---------- EXCERPTED TEXT ----------

UK Prime Minister Boris Johnson chides the opposition in the House of Commons, September 2019

Originally published by The UK in a Changing Europe:


In the debate over Brexit, there has been protracted argument about the financial costs and benefits of the UK’s departure from the European Union. Less has been said about the damage to the long-evolving British political system by the actors on both sides.

Like a sports team falling out over whether they should continue playing in a local league, the players have broken up the equipment and taken it to their respective homes, but not yet come to a conclusion.

The UK claims to have Parliamentary government, in which the Cabinet arises from, gains its powers from, and is accountable to the Commons and Lords. By convention an administration which loses key votes leaves office and faces an election.

But now a government repeatedly defeated in the Commons is kept in office, arguably against its will, as it resists Parliamentary decisions.

---------- DATA SHOWN ----------

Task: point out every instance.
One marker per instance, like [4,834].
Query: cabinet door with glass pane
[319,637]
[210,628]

----------
---------- DATA SHOWN ----------

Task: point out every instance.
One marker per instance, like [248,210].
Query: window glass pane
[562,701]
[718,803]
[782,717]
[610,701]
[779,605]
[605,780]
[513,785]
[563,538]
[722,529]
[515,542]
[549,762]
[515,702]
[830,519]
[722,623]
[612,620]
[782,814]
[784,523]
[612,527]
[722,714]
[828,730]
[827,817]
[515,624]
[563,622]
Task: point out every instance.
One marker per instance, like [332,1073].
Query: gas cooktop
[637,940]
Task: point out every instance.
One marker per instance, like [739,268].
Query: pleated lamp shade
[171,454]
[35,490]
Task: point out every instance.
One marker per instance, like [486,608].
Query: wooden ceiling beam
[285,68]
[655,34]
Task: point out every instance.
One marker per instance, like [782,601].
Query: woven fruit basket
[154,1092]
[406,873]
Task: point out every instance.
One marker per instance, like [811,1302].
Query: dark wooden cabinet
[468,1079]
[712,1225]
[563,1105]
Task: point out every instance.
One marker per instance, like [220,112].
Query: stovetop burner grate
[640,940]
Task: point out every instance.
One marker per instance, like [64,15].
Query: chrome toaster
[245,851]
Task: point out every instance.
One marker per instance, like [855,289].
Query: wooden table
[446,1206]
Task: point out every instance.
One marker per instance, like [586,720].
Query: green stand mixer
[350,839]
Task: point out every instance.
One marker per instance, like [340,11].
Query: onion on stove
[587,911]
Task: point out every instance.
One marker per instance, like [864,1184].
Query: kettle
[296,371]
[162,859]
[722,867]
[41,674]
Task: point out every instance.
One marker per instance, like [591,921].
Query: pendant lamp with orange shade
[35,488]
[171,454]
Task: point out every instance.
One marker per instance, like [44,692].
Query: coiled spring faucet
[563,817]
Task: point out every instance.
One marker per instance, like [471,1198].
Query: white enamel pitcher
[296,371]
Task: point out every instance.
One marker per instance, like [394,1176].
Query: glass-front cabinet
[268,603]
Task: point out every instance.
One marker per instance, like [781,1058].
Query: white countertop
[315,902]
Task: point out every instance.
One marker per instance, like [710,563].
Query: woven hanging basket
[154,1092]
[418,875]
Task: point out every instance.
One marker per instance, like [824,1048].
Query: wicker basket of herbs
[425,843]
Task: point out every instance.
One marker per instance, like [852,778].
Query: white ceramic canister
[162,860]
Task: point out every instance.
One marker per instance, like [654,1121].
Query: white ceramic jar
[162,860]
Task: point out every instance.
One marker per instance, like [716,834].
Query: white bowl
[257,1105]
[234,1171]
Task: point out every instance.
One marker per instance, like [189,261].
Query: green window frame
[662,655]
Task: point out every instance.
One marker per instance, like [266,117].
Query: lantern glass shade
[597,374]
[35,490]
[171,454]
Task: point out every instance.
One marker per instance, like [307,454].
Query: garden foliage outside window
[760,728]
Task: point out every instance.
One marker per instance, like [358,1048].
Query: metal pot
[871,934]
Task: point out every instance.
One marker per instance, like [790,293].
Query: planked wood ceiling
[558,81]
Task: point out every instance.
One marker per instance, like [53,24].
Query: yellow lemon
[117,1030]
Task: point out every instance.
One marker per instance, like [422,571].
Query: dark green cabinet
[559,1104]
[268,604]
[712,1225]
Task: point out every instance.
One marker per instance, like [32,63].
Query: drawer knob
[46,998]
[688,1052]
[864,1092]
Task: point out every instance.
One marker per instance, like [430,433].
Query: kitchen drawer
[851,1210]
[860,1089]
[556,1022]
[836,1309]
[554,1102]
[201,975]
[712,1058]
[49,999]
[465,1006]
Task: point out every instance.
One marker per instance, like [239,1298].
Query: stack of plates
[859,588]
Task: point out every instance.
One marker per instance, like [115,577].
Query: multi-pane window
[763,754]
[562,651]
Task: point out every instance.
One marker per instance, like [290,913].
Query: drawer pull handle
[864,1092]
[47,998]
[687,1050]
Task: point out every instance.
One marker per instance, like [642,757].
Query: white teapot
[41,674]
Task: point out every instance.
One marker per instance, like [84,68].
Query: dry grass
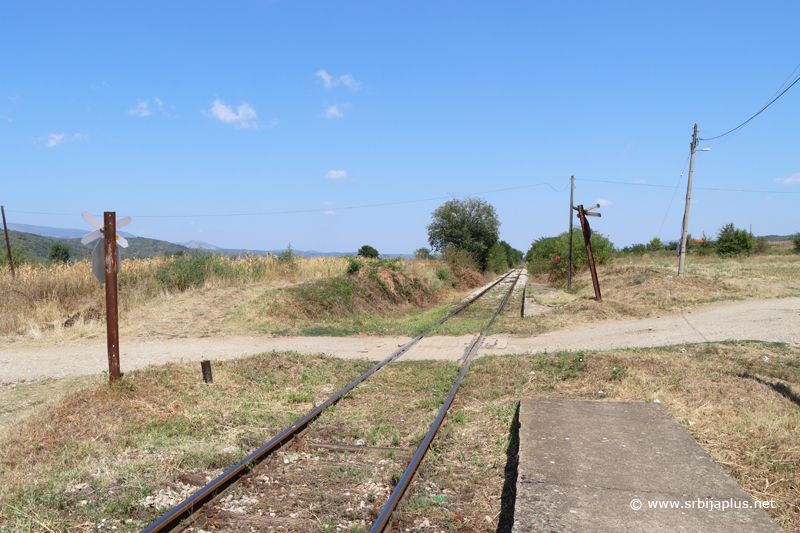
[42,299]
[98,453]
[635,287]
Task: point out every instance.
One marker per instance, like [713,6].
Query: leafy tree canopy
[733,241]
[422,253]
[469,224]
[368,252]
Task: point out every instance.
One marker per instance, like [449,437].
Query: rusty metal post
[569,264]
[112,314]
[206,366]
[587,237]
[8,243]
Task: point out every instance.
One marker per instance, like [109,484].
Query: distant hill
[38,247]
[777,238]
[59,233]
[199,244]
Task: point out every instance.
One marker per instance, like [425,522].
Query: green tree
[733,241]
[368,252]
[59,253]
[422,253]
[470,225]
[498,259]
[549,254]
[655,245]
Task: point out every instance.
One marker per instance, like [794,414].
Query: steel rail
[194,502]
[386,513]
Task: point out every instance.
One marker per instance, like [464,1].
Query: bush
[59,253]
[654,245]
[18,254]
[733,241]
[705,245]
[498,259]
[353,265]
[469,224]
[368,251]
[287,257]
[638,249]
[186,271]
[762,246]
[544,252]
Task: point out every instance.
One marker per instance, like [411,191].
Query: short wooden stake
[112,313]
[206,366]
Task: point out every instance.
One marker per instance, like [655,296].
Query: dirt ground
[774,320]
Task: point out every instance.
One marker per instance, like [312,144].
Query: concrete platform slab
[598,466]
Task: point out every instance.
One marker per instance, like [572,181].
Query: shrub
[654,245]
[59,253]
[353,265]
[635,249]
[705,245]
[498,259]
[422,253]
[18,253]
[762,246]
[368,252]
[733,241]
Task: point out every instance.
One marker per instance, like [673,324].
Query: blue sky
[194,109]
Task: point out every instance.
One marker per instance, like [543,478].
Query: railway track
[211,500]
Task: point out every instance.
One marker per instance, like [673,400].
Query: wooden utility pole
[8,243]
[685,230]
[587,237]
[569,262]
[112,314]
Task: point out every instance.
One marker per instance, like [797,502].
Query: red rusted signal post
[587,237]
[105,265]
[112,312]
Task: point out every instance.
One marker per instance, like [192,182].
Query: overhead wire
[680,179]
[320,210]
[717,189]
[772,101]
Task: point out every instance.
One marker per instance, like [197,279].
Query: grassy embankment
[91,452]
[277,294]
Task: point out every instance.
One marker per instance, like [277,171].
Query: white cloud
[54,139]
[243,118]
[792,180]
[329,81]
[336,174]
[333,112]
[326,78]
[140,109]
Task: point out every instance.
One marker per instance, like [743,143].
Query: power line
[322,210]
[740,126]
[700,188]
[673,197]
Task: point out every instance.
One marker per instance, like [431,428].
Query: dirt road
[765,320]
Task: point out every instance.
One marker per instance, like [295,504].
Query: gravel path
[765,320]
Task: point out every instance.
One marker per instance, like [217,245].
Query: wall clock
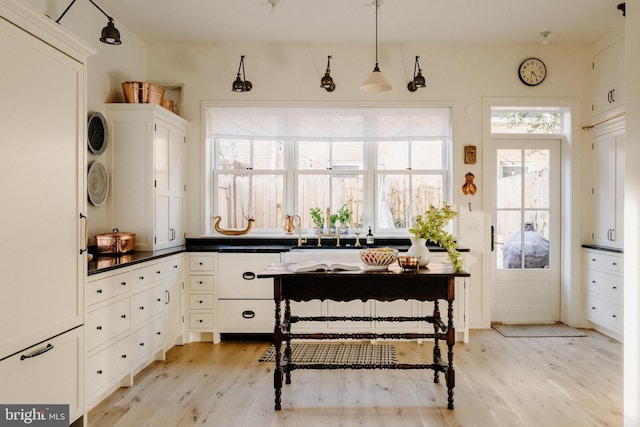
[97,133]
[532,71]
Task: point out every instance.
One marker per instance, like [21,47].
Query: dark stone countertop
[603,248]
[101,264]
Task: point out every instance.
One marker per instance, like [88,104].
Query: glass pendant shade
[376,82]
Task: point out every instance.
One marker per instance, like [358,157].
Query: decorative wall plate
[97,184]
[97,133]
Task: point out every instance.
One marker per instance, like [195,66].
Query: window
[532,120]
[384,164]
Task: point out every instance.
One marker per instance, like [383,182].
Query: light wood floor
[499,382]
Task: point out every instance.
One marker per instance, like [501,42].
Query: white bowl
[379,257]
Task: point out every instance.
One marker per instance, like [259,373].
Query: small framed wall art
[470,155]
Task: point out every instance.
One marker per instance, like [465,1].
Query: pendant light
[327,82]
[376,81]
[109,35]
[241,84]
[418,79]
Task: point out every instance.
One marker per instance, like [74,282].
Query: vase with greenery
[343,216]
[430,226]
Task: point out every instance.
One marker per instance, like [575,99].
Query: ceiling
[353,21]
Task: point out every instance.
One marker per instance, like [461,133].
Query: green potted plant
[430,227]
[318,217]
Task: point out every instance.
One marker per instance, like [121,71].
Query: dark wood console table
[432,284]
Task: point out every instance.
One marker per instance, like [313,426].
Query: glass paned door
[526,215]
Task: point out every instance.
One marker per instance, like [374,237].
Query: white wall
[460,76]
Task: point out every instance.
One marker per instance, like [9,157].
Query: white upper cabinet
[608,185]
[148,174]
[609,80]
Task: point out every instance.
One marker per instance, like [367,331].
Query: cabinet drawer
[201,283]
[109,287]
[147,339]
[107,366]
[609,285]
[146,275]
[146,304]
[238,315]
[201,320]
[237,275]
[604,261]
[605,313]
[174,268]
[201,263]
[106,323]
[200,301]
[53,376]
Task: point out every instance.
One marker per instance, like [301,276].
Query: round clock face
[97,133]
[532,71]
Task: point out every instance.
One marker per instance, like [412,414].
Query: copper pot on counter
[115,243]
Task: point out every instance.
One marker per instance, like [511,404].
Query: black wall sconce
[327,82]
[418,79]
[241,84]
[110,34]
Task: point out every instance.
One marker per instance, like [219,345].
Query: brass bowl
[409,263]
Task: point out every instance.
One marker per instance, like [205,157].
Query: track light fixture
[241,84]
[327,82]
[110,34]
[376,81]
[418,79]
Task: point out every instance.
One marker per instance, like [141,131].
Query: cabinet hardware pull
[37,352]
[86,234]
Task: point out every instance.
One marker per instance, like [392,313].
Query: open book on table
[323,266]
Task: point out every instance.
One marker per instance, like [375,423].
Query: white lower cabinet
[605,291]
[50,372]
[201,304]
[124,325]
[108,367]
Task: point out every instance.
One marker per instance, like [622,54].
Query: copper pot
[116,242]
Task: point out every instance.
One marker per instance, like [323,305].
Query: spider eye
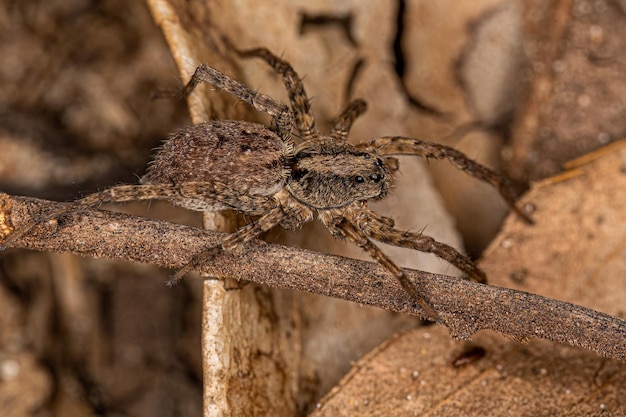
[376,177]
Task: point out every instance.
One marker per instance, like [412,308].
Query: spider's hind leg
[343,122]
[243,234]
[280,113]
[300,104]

----------
---------- DATA SHOWN ----------

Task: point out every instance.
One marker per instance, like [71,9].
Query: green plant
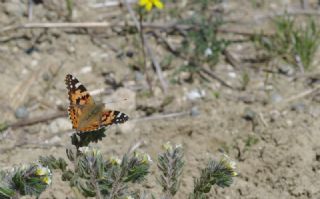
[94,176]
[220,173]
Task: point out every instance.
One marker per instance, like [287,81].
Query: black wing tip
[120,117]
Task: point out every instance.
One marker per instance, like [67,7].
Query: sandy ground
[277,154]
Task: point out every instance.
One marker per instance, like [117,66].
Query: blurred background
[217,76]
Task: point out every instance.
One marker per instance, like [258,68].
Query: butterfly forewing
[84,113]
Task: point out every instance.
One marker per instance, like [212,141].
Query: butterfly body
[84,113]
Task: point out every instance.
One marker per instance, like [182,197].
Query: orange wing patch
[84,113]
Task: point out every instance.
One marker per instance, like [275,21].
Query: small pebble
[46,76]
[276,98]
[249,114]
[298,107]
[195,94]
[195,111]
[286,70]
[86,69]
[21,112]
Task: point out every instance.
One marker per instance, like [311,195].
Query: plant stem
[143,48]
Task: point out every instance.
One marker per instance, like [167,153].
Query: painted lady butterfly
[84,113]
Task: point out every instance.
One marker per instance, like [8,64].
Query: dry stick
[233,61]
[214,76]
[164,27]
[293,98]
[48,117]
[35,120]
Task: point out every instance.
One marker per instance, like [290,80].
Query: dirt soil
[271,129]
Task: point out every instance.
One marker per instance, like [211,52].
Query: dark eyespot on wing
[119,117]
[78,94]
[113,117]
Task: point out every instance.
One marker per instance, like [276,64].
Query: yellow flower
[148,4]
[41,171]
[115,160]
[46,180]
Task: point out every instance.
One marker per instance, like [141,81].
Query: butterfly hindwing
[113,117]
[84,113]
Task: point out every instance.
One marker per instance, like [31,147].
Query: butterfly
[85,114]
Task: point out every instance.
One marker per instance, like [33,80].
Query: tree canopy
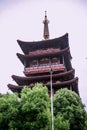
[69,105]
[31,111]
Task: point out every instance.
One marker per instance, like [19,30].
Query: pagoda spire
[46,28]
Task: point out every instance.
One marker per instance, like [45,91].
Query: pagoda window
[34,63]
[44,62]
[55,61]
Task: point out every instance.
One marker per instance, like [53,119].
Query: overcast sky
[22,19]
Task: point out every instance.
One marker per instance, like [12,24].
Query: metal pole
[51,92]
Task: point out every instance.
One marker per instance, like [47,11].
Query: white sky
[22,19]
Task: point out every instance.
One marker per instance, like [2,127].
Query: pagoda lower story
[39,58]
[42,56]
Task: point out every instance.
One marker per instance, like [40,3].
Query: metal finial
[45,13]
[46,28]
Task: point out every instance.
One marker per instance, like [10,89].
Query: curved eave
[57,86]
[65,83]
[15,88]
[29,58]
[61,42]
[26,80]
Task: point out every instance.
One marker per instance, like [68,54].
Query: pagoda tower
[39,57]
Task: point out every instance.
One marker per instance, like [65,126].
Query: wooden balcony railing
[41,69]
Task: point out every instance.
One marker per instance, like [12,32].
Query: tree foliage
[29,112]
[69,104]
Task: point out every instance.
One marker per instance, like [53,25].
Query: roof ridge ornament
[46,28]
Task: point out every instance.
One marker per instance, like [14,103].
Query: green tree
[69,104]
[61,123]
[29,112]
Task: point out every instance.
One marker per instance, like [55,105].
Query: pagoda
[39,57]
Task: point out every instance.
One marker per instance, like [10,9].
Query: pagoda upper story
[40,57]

----------

__EXERCISES TO COMPLETE__:
a – Transcribe the Brexit article from "Originally published by" up to and including "on both sides.".
b – According to the Brexit article, what does convention hold for an administration that loses key votes?
Rely on the Brexit article alone.

__THE RESULTS__:
a –
Originally published by The UK in a Changing Europe:


In the debate over Brexit, there has been protracted argument about the financial costs and benefits of the UK’s departure from the European Union. Less has been said about the damage to the long-evolving British political system by the actors on both sides.

b – It leaves office and faces an election.